» What to do
• 1. Transcribe part of the posts on engine breather icing, beginning at the words "Before I started" and stopping after "for an IRAN.".
• 2. Sum up the posts on engine breather icing in two sentences.

====== Excerpted passage

I put a piece of clear tubing on the vent outlet of three aircraft so I could monitor any plugging. All it takes is an hour in real cold to start that process. And unless it's melted or removed between flights it just keeps on building up until.

Gary
 
All it takes is an hour in real cold to start that process. And unless it's melted or removed between flights it just keeps on building up until.

Gary
I had one freeze over and blow out the dipstick in 1/2 an hour. After that happened, an AD note came out to install the whistle hole. The nose seal didn't move. Doesn't make sense, but the dipstick did unscrew and blew out with such force I heard it hit the cowl on a Colonial C-1. The tail was covered with oil.
 
Local A&P's added the whistle holes, then would stick a phillips driver in and bend the handle up to form an upper hole deflector/lower lip. Slows the oil inside draining down from running right out the hole.

Another way to loose a nose seal is ice on the forward crankshaft glued to the seal. Can come from melted snow that's refrozen or any moisture source exposed to cold there. Then the seal rotates with the crank and can wear loose. Catalytic preheaters in the engine compartment were one source of water, but there's several like parking a warm engine exposed to falling snow. Covering the seal area is done as it's a tight spot to preflight.

Gary
 
Before I started venting into the exhaust stack via a crankcase ventilation fitting I always used 5/8” heater hose. Cut your whistle hole on top with a razor blade and it will stay closed unless pressure buildup forces it open.
 
I ordered tubing from Summit. https://www.summitracing.com/parts/SUM-G2558
I go over the top to an oil separator and from oil separator out the bottom on the opposite side.
Try not to focus on the mess - pulling the engine for an IRAN.

============
====== Records shown

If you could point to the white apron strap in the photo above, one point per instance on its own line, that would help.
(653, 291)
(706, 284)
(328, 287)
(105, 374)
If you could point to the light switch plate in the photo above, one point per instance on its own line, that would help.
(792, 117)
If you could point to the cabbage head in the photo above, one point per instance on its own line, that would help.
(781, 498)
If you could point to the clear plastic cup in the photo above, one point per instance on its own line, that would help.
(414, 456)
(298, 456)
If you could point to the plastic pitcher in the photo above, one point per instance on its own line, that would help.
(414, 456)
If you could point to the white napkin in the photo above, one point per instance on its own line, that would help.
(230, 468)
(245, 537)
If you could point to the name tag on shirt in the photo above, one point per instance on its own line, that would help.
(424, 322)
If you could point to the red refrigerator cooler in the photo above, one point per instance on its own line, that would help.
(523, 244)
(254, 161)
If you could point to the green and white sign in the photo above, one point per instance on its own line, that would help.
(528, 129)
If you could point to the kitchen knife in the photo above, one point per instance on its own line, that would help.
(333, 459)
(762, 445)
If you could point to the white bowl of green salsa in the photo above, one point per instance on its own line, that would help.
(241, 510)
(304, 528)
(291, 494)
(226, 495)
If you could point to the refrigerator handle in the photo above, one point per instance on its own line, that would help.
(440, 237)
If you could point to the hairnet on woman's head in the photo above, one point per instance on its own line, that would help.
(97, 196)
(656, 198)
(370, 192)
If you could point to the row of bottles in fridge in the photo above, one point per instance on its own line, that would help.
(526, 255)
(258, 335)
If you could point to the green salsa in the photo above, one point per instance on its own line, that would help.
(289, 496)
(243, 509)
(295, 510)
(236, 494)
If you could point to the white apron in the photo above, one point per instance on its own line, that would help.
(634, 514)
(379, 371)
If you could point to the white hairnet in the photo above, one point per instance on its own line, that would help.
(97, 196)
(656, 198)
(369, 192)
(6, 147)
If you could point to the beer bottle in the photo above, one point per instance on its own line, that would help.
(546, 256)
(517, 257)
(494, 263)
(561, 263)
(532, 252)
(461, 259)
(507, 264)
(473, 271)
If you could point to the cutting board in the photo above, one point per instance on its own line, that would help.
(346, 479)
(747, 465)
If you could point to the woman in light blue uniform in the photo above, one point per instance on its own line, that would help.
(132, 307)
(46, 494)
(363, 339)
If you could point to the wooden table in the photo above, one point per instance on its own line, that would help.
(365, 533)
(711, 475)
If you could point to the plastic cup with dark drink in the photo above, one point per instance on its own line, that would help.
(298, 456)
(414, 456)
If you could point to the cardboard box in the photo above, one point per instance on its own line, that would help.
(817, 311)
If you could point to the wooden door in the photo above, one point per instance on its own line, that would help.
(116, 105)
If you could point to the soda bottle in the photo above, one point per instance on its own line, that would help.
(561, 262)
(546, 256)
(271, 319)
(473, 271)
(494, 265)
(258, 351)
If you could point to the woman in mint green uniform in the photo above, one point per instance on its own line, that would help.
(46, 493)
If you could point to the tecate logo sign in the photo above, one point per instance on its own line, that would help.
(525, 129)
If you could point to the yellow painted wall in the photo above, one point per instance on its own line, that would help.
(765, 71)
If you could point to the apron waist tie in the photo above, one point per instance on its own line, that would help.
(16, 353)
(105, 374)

============
====== Records shown

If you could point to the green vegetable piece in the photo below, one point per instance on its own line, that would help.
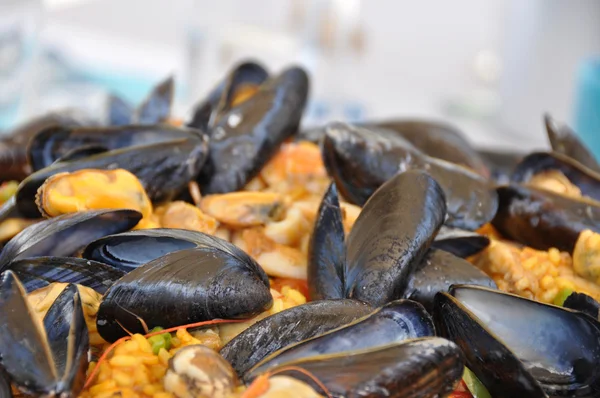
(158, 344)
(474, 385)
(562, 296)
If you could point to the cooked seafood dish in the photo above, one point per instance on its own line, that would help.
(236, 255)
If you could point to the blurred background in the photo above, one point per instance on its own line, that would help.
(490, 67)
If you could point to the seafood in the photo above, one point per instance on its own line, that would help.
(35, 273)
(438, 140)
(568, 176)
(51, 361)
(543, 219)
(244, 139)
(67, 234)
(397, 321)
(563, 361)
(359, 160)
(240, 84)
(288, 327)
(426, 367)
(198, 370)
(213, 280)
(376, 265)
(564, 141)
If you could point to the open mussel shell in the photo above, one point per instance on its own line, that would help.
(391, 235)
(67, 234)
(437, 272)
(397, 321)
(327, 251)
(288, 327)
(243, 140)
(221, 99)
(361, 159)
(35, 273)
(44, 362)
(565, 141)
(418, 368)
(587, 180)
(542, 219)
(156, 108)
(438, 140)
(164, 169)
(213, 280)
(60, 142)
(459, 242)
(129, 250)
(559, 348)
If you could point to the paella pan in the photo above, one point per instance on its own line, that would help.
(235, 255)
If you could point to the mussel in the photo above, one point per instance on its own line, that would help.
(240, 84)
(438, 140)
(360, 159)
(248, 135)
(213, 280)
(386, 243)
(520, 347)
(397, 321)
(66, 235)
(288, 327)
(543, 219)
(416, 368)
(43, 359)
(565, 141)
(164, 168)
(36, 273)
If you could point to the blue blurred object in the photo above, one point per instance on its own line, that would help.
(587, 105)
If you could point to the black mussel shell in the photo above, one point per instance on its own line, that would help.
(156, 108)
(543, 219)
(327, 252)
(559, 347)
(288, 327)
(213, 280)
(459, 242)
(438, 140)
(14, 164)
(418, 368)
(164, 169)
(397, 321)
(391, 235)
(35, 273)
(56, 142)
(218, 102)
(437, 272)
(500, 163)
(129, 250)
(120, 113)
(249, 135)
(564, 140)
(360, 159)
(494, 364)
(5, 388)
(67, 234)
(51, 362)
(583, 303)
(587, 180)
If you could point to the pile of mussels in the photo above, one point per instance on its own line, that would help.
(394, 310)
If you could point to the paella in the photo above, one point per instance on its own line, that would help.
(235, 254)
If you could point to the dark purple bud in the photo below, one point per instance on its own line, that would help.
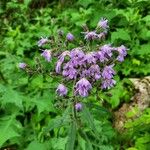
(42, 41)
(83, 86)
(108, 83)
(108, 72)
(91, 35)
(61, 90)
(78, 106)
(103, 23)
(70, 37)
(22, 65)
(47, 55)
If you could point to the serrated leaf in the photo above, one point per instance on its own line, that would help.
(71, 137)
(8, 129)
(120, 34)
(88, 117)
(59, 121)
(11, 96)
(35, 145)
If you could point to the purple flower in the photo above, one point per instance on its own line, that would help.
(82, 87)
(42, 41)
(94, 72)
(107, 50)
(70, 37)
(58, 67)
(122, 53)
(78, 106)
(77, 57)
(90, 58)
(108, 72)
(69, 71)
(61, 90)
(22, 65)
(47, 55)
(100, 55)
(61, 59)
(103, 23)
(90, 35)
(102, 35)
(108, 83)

============

» Full answers
• 1.
Before I started venting into the exhaust stack via a crankcase ventilation fitting I always used 5/8” heater hose. Cut your whistle hole on top with a razor blade and it will stay closed unless pressure buildup forces it open.
 
I ordered tubing from Summit. https://www.summitracing.com/parts/SUM-G2558
I go over the top to an oil separator and from oil separator out the bottom on the opposite side.
Try not to focus on the mess - pulling the engine for an IRAN.

• 2. Ice can start plugging an engine's breather vent within an hour of real cold, and one writer had a vent freeze over and blow out the dipstick in half an hour, after which an AD note called for a whistle hole. Ice on the forward crankshaft can also make the nose seal turn with the crank and wear loose, and one writer used heater hose with a razor-cut whistle hole before venting into the exhaust stack.